■ **INSTRUCTIONS FOR THE TASK**
Can you update the rows below so that every "dirt ground" becomes "bare earth", keep everything else the same, and leave the pictures out?

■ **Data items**

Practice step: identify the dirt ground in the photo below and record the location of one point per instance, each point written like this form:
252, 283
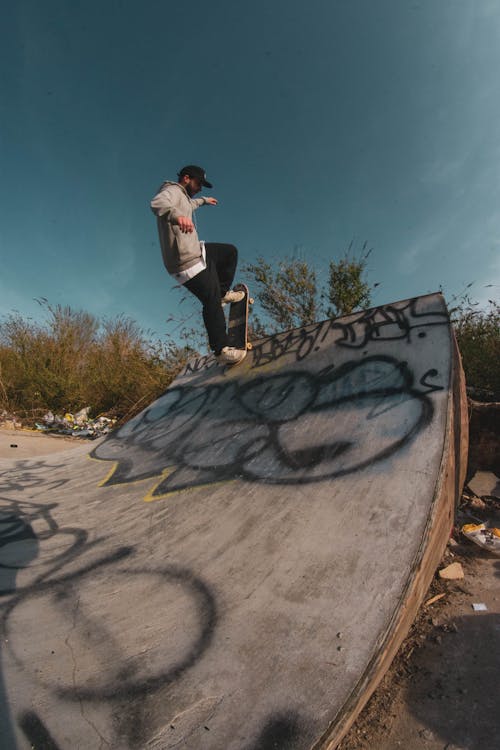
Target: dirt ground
22, 444
442, 691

■ **RESULT**
Practice step: identify the bare earth in the photo below and record the location of one point per instance, each point written like this form:
252, 283
Target: bare earth
22, 444
442, 691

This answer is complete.